**Given records:**
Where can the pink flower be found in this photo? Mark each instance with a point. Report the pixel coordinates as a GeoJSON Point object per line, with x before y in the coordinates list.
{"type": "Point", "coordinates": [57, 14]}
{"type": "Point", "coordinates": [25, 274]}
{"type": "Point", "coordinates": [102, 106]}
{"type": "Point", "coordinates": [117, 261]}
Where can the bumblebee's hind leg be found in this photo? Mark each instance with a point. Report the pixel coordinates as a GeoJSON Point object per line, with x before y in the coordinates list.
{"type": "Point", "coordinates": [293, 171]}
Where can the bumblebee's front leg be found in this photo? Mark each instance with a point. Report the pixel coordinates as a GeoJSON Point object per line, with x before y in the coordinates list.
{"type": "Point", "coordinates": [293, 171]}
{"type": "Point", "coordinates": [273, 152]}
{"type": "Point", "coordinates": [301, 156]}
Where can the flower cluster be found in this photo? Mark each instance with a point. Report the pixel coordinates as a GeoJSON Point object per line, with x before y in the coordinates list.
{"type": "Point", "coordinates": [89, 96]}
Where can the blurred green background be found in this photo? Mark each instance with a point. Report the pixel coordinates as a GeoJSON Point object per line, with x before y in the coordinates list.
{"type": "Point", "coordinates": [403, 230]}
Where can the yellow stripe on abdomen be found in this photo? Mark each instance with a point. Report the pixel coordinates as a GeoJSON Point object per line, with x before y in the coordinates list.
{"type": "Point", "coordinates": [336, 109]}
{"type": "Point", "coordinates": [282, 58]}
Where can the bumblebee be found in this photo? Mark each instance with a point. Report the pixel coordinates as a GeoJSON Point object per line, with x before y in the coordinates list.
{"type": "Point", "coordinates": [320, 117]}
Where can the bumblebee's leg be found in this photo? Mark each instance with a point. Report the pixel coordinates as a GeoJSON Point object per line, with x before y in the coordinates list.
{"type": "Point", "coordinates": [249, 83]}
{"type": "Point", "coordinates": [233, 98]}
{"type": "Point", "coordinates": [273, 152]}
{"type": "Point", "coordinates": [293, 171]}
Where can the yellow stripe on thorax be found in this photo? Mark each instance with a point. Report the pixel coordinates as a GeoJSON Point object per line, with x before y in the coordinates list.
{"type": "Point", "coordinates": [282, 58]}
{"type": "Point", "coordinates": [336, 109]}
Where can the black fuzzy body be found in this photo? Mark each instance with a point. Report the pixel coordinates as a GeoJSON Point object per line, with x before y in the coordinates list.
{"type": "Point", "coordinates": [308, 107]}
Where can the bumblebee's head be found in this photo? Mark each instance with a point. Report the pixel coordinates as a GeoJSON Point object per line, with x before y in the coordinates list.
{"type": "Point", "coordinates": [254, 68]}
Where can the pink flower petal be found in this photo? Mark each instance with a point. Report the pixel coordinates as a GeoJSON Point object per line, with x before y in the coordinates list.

**Prompt:**
Reproduce the entire listing. Keep every word as it is.

**Answer below:**
Where can the pink flower be found in this photo? Mark each instance with a point. Report the pixel coordinates as a GeoJSON Point object per line, with x before y in the coordinates list.
{"type": "Point", "coordinates": [57, 14]}
{"type": "Point", "coordinates": [25, 274]}
{"type": "Point", "coordinates": [102, 106]}
{"type": "Point", "coordinates": [117, 261]}
Where can the bumblebee's hind leg be found in this photo? Mark each instance with a point. Report the pixel coordinates as a GeoJSON Point object per line, with x before y in the coordinates list.
{"type": "Point", "coordinates": [293, 171]}
Where can the bumblebee's front leg be found in this photo? Mark each instance with a point. Report the pixel coordinates as a GeoJSON Point object per line, with x before y in the coordinates list.
{"type": "Point", "coordinates": [293, 171]}
{"type": "Point", "coordinates": [273, 152]}
{"type": "Point", "coordinates": [301, 156]}
Where can the flower cluster be found in this photo? Mark each instance with a point. Report the pixel coordinates as a GeoJSON Point object per line, with x before y in the coordinates list.
{"type": "Point", "coordinates": [89, 96]}
Where can the blurred green background be found in this photo? Mark each instance with a point. Report the pixel coordinates as a GeoJSON Point object per line, with x before y in the coordinates list.
{"type": "Point", "coordinates": [403, 230]}
Where can the yellow stripe on abdomen be found in this photo? Mark each instance with a point. Report the pixel coordinates as a GeoJSON Point object per line, with x before y in the coordinates list.
{"type": "Point", "coordinates": [336, 109]}
{"type": "Point", "coordinates": [282, 58]}
Where can the bumblebee be found in this photo? Mark each instance with a point. Report the pixel coordinates as a GeoJSON Point object per line, with x before y in the coordinates list.
{"type": "Point", "coordinates": [320, 117]}
Where can the bumblebee's leg be found in this photo? Mark each instance with a point. Report the pixel coordinates as a GeoJSON Point object per line, with x before y in the coordinates list.
{"type": "Point", "coordinates": [249, 83]}
{"type": "Point", "coordinates": [233, 98]}
{"type": "Point", "coordinates": [273, 152]}
{"type": "Point", "coordinates": [293, 171]}
Where can the yellow stripe on thorax be found in this photo? Mark each instance with a point. Report the pixel coordinates as a GeoJSON Point object per line, with x before y in the coordinates list.
{"type": "Point", "coordinates": [282, 58]}
{"type": "Point", "coordinates": [336, 109]}
Where can the black fuzzy body be found in this photo? Mark each instance with a point. Report the pixel coordinates as a GeoJSON Point object per line, with x before y in the coordinates list.
{"type": "Point", "coordinates": [308, 107]}
Where can the bumblebee's head be found in this photo? Mark each instance with a point. Report the pixel coordinates as a GeoJSON Point object per line, with x before y in the coordinates list.
{"type": "Point", "coordinates": [254, 68]}
Where can the pink flower petal be found in this photo? Mark each instance with a point. Report the pixel coordinates as a GeoJSON Point object per line, with x before y in the coordinates list.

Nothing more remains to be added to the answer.